__PROBLEM STATEMENT__:
Having read the data, transcribe all of it without deviation.

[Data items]
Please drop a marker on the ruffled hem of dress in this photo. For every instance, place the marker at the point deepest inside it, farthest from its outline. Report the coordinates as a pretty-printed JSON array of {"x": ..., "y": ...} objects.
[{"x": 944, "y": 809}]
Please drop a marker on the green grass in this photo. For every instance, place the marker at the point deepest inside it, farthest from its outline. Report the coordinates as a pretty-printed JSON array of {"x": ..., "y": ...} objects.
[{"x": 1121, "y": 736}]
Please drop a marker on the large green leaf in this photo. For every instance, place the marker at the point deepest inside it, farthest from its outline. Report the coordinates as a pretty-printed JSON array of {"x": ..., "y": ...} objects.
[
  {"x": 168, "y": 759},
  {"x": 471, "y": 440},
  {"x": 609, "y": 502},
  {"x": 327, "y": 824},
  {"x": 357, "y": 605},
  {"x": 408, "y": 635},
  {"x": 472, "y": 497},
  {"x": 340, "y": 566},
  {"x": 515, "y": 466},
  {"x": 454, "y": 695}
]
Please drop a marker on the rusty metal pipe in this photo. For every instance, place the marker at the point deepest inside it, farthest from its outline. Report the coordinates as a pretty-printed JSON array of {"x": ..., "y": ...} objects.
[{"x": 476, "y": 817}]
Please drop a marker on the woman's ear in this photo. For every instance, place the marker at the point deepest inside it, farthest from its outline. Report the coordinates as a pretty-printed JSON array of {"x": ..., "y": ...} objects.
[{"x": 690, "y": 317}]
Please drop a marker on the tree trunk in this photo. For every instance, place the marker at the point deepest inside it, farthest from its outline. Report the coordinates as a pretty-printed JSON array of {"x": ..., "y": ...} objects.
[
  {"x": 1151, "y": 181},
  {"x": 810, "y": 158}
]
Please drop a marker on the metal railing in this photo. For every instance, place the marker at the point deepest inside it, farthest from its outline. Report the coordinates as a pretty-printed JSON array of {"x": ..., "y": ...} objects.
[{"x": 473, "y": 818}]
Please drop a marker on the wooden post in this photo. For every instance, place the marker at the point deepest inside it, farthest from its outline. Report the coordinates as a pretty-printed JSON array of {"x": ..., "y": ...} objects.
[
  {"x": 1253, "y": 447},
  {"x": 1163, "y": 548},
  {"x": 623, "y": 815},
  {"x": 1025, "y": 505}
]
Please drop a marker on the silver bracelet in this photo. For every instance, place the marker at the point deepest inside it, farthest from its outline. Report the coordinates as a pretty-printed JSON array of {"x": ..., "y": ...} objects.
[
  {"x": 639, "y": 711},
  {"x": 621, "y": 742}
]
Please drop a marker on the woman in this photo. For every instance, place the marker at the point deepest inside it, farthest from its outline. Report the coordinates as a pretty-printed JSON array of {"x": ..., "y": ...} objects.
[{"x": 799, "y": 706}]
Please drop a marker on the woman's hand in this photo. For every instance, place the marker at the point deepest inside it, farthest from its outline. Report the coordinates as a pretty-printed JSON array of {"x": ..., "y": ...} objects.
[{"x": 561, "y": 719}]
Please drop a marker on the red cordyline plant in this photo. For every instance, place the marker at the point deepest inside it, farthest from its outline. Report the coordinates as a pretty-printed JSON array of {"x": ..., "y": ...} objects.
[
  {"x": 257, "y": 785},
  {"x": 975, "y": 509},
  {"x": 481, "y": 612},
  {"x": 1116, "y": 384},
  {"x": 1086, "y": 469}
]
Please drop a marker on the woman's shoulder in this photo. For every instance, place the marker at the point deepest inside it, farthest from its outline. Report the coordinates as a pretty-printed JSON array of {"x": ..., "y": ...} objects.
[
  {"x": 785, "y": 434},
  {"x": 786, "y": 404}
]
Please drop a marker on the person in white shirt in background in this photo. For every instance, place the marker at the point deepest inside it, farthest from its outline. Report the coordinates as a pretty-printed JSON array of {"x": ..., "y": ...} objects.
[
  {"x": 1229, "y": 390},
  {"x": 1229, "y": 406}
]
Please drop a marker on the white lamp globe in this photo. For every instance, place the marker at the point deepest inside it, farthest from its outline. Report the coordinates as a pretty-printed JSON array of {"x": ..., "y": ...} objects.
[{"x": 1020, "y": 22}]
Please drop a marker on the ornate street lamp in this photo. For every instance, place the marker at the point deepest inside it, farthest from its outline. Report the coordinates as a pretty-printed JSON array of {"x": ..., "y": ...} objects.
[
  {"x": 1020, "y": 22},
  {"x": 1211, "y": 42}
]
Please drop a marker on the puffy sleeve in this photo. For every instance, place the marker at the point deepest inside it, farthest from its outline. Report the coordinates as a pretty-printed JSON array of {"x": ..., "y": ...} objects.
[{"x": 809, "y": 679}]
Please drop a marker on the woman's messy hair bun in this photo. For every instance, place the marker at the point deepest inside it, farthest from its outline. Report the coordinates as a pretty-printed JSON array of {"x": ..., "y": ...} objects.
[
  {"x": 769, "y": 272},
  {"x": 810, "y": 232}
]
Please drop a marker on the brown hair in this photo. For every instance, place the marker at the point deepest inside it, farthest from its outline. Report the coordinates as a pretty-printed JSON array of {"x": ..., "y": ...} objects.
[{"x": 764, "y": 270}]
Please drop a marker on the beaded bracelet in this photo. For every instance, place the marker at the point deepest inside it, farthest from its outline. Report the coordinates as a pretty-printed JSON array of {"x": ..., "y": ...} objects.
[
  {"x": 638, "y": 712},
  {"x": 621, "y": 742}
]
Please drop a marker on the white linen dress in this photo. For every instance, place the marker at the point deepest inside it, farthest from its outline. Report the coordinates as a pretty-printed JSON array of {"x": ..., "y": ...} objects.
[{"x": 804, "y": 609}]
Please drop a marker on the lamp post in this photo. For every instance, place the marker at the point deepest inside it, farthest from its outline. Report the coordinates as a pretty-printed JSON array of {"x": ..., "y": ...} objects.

__OUTPUT FOR THIS EXERCISE__:
Please drop a marker on the ruffled hem of dress in this photo. For every instance, place the marker at the point deepest inside it, farthest from its outline. Report the coordinates as a pretty-printed JSON array of {"x": ..., "y": ...} objects.
[{"x": 944, "y": 809}]
Please drop a marker on the green grass in this photo. For every instance, place the marker at the point deepest inside it, farthest from its outline. Report the coordinates as a pretty-printed JSON array of {"x": ..., "y": ...} objects.
[{"x": 1121, "y": 736}]
Please drop a marker on the large green leaf in this photo. For every instance, place the marker at the point deepest inside it, farthest from its outline. Report the coordinates as a pretty-printed JSON array of {"x": ..., "y": ...} objects.
[
  {"x": 168, "y": 759},
  {"x": 471, "y": 440},
  {"x": 609, "y": 502},
  {"x": 327, "y": 824},
  {"x": 357, "y": 605},
  {"x": 408, "y": 635},
  {"x": 472, "y": 497},
  {"x": 340, "y": 566},
  {"x": 515, "y": 466},
  {"x": 454, "y": 695}
]
Please drop a marker on the rusty metal pipe in this photo. For every instance, place the marker at the point deepest inside it, farthest from its outline. Report the coordinates as a pretty-printed JSON array of {"x": ..., "y": ...} objects.
[{"x": 476, "y": 817}]
Please drop a marker on the woman's ear in this photo. For every instance, place the marker at the point deepest inside it, farthest from its outline. Report the coordinates as a pretty-printed JSON array of {"x": ..., "y": ...} objects.
[{"x": 690, "y": 317}]
Please drop a marker on the tree trunk in this photo. For every instance, place the marker at the point deepest inside it, farthest from its outline. Report the coordinates as a pretty-printed JSON array of {"x": ..., "y": ...} objects.
[
  {"x": 1151, "y": 181},
  {"x": 810, "y": 158}
]
Please drop a marker on the metal railing in this photo. For every instance, place the marker at the point deepest inside it, farthest from its outline. Report the coordinates as a pretty-printed JSON array of {"x": ..., "y": ...} objects.
[{"x": 473, "y": 818}]
Please drop a marker on the wooden post in this photo. For every instance, place the marker at the point deepest inside it, farthest from its outline. Report the coordinates as a pretty-printed JSON array of {"x": ..., "y": ...} objects.
[
  {"x": 1253, "y": 447},
  {"x": 1163, "y": 548},
  {"x": 623, "y": 815},
  {"x": 1025, "y": 505}
]
Please drop a marker on the silver bracelet in this photo. For every instance, place the marker at the point deepest inside it, farthest from its outline. Report the coordinates as a pretty-printed JSON array of {"x": ..., "y": ...} objects.
[
  {"x": 639, "y": 711},
  {"x": 621, "y": 742}
]
Please drop a marker on the woman in this photo. For every instance, place the marker at the point deepest inside it, farthest from its outline. Report the coordinates as a pretty-printed JSON array of {"x": ..., "y": ...} objects.
[{"x": 799, "y": 706}]
Please drop a marker on the woman's hand in this photo. For every instance, place the marker at the point deepest inside it, farthest from its outline. Report the coordinates as a pretty-printed JSON array of {"x": ..., "y": ...} objects.
[{"x": 561, "y": 719}]
Please drop a marker on the red cordyline plant in this photo. For every instance, place the marker at the point deepest inside it, farthest from its outline. Report the coordinates as a pretty-printed JSON array of {"x": ..., "y": ...} objects.
[
  {"x": 257, "y": 785},
  {"x": 975, "y": 509},
  {"x": 481, "y": 612},
  {"x": 1116, "y": 384},
  {"x": 1086, "y": 469}
]
Please drop a marker on the woman's shoulder in this photo. For every instance, place the marker at the point deepest inside it, farthest from its outline. Report the coordinates as a pretty-printed JSON array of {"x": ..., "y": ...} objects.
[
  {"x": 785, "y": 434},
  {"x": 786, "y": 404}
]
Please drop a marker on the person in white shirt in background in this photo. For every instance, place the marker at the point deepest inside it, farthest from its outline. Report the coordinates as a pretty-printed JSON array of {"x": ..., "y": ...} objects.
[
  {"x": 1229, "y": 390},
  {"x": 1229, "y": 406}
]
Please drop a marker on the white lamp globe in this photo. For every instance, place the marker at the point deepest inside it, farthest from its outline. Report the coordinates as a pretty-printed JSON array of {"x": ..., "y": ...} objects.
[{"x": 1020, "y": 22}]
Please drop a marker on the ornate street lamp in this photo. For every instance, place the marker at the point deepest inside it, farthest from its outline. Report the coordinates as a pretty-printed JSON array of {"x": ..., "y": ...} objects.
[
  {"x": 1020, "y": 22},
  {"x": 1211, "y": 42}
]
Please drop a marker on the puffy sleeve in this photo. For every instance, place the marker at the point deepest inside it, farthest from its outline. Report the coordinates as a pretty-printed JSON array of {"x": ..., "y": ...} objects.
[{"x": 809, "y": 679}]
Please drop a marker on the woman's messy hair bun in this photo. For every instance, place the marker at the point deepest inside it, farthest from its outline. Report the coordinates as a pretty-printed JSON array of {"x": ..., "y": ...} objects.
[
  {"x": 769, "y": 272},
  {"x": 810, "y": 232}
]
Please drop a marker on the brown hair in this photo. For every instance, place the marker at the point deepest inside it, farthest from its outline. Report the coordinates as a pretty-printed JSON array of {"x": ..., "y": ...} objects.
[{"x": 764, "y": 270}]
Please drop a marker on the beaded bracelet in this photo. For every instance, place the marker at the point deepest inside it, farthest from its outline. Report the coordinates as a pretty-printed JSON array of {"x": ..., "y": ...} objects.
[
  {"x": 638, "y": 712},
  {"x": 621, "y": 742}
]
Please drop a marker on the white linen dress in this photo. For every instance, place the marker at the point deepest inside it, farthest from its outline. Report the coordinates as a pretty-printed JSON array of {"x": ..., "y": ...} objects.
[{"x": 804, "y": 609}]
Please drop a marker on the lamp post in this photo. For every instance, place the marker at the point deepest inside it, farthest from its outline. Report the coordinates as a pretty-printed JSON array of {"x": ..., "y": ...} objects.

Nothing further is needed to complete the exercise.